***** Material provided *****
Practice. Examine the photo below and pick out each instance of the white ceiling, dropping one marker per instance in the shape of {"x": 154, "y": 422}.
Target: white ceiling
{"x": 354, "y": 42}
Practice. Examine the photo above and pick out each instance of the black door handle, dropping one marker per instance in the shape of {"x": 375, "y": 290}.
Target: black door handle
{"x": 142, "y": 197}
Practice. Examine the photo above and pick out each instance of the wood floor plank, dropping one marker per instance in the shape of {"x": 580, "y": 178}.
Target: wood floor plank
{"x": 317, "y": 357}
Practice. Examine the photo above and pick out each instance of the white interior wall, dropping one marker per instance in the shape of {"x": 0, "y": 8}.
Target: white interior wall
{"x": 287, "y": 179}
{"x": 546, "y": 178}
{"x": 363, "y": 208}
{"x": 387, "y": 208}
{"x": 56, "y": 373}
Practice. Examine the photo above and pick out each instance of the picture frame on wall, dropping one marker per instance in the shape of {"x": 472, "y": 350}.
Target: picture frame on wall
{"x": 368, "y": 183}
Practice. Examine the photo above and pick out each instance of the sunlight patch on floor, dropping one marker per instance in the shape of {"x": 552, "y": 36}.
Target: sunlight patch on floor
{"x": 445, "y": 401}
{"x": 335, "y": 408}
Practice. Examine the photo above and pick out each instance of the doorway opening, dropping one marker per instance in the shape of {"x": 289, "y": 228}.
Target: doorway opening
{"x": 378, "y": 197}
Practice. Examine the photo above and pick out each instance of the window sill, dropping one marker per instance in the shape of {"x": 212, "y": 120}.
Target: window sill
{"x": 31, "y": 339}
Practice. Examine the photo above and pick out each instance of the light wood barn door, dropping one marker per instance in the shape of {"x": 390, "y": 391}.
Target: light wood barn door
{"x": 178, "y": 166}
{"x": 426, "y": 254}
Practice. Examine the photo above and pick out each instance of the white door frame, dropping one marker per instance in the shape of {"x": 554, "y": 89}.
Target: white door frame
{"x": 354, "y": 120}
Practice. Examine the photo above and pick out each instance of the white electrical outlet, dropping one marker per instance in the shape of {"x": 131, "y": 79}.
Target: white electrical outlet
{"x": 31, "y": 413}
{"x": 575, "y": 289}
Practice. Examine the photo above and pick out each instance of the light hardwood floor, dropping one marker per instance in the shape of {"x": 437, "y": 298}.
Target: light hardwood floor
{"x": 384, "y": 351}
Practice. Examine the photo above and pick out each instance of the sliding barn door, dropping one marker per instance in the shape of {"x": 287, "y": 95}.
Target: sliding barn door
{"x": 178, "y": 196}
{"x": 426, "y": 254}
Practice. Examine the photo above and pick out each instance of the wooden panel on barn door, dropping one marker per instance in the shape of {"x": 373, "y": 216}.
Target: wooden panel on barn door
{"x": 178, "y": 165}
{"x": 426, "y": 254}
*****
***** Material provided *****
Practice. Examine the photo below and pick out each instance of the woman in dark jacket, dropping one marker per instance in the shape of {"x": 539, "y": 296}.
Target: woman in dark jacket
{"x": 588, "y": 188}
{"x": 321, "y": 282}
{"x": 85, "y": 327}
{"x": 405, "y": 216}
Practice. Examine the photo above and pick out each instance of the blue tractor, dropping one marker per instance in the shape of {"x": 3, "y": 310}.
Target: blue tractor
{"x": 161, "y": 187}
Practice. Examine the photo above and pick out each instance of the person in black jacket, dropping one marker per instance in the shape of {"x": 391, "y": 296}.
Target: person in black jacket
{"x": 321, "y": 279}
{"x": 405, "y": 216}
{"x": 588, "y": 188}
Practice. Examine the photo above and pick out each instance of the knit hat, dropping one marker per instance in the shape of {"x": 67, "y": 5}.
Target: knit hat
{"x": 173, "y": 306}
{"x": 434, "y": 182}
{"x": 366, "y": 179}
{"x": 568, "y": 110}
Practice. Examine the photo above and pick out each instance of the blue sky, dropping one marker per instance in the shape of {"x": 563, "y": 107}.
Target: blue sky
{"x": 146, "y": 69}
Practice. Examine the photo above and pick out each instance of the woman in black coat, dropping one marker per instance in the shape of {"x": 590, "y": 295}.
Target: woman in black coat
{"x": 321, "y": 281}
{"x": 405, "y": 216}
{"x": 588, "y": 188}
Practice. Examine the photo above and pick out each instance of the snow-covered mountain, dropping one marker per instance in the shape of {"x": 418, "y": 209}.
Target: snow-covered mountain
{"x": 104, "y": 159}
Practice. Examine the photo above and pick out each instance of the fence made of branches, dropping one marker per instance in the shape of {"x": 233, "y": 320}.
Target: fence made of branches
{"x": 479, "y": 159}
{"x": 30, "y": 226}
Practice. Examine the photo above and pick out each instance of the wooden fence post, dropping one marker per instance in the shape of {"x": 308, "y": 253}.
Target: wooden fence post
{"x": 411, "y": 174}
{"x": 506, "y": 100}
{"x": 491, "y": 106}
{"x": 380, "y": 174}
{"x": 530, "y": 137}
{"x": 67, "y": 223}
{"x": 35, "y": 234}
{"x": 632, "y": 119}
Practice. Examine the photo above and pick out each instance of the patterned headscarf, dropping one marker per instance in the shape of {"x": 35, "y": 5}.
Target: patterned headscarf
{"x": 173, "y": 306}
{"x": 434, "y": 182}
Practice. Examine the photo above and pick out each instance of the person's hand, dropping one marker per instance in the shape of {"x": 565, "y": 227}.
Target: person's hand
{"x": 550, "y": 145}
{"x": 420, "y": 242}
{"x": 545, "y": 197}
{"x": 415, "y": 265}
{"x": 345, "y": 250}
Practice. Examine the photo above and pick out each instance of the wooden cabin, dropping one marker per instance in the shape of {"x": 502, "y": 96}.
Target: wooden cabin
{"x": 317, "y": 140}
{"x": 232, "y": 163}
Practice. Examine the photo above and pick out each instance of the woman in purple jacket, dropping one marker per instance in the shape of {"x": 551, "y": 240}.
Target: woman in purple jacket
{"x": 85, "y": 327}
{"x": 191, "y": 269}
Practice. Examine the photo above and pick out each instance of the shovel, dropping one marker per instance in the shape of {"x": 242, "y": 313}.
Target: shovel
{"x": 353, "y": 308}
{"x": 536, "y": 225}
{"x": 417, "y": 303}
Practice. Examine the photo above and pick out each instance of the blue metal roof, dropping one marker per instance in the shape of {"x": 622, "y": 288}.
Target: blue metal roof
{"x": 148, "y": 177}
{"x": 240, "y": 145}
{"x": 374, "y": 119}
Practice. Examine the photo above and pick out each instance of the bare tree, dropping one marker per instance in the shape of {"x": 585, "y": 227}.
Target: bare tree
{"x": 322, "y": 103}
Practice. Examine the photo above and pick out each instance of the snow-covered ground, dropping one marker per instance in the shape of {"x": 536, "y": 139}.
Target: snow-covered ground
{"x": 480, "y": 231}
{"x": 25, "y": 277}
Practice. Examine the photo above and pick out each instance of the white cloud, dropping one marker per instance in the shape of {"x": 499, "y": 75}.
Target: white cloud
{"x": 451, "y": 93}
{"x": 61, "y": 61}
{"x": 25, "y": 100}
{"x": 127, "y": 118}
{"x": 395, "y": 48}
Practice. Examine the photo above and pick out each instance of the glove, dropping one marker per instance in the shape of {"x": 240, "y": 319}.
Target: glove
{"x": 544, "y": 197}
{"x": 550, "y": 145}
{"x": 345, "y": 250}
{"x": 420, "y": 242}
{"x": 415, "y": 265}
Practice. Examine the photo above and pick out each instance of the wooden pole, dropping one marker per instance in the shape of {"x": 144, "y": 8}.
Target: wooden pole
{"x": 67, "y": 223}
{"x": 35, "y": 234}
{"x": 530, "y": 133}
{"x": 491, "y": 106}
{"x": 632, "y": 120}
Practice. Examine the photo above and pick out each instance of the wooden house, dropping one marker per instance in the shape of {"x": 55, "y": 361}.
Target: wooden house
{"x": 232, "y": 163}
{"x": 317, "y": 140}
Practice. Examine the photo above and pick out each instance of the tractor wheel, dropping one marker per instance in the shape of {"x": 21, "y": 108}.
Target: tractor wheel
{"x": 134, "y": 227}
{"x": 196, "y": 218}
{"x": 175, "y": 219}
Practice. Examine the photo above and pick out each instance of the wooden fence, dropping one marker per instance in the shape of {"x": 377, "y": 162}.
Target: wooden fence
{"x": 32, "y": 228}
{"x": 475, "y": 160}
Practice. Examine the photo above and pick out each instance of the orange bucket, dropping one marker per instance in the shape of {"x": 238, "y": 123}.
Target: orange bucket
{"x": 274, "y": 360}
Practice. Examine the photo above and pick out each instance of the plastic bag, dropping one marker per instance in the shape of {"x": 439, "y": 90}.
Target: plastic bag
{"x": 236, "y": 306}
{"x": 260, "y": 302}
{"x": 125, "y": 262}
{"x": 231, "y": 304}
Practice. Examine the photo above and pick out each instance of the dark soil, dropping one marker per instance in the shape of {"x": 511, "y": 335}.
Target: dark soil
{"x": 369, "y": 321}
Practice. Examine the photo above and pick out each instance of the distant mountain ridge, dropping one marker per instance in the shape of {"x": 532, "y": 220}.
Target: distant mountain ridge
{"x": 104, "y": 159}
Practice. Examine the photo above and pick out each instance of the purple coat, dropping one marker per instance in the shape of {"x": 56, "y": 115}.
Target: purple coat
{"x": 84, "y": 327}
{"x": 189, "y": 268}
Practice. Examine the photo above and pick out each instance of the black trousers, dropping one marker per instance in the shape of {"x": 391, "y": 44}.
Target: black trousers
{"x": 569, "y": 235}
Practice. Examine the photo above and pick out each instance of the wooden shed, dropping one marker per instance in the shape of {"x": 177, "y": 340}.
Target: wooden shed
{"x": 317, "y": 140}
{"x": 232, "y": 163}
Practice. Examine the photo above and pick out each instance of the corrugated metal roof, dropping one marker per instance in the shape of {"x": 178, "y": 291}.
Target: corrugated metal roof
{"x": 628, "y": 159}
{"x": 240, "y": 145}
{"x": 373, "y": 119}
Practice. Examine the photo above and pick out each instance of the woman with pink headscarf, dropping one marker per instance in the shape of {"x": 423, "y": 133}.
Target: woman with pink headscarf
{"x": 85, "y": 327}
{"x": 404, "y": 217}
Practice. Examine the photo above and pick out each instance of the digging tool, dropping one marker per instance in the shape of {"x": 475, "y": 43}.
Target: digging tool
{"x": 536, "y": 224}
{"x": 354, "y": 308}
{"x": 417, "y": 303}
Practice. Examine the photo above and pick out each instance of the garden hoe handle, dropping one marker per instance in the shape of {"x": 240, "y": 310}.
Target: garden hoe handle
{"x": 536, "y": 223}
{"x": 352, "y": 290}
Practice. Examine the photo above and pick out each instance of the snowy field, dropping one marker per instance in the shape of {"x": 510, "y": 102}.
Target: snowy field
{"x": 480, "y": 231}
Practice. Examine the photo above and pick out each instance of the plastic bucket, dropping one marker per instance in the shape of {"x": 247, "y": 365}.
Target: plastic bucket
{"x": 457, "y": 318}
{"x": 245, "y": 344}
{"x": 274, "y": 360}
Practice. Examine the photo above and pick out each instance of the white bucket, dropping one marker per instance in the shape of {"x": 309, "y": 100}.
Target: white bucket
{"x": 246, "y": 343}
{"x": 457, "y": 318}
*****
***** Material provided *****
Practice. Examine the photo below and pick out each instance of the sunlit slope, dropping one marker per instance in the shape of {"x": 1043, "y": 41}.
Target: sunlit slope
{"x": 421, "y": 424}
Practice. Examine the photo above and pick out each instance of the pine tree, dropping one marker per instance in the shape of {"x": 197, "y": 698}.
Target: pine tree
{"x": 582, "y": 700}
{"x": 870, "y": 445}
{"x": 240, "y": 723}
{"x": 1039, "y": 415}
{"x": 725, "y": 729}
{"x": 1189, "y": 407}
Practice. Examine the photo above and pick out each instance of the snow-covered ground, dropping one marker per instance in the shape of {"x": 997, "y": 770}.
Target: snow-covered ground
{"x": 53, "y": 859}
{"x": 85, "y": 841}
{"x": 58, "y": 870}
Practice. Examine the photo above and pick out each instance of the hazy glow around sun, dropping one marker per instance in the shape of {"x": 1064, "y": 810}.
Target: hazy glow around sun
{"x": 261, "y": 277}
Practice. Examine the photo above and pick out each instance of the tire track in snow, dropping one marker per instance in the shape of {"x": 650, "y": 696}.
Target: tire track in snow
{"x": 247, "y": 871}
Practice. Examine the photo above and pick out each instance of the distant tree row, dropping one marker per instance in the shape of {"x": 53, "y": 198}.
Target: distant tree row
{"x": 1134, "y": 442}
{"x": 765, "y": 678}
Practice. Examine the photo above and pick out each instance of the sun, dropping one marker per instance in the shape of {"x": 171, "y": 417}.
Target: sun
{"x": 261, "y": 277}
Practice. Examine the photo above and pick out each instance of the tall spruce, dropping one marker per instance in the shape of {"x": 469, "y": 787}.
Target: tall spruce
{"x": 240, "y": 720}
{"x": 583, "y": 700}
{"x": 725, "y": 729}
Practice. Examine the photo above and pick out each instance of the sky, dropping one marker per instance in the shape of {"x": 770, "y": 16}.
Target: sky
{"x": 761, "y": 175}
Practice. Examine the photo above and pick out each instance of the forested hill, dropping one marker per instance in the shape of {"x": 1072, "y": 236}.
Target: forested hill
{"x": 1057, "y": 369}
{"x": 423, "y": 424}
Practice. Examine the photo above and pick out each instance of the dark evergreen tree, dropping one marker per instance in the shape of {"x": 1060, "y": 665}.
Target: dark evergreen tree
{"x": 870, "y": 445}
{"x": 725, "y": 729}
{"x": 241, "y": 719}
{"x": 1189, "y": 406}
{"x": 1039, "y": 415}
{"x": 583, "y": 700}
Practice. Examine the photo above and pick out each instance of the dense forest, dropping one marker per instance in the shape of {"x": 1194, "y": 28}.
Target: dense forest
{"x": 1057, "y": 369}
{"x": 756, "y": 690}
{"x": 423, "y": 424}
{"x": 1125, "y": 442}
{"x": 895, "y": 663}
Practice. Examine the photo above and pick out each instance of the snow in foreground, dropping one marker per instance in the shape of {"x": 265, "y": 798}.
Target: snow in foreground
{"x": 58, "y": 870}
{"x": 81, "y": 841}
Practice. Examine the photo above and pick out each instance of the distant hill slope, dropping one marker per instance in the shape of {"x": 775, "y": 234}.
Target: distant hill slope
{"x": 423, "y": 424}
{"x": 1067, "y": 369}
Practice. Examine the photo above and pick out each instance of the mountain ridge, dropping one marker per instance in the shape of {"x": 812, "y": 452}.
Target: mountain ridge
*****
## Written exercise
Pick out every line in the entries above that contains the word "headscarf", and copy each such line in full.

## Task solution
Practice. Examine the photo above and pick out each instance of the patterned headscarf, dropping one marker per instance in the shape of {"x": 35, "y": 5}.
Target: patterned headscarf
Practice. Examine the photo above and pick out each instance of the woman with pink headscarf, dropping one marker per instance in the shape of {"x": 423, "y": 133}.
Target: woman with pink headscarf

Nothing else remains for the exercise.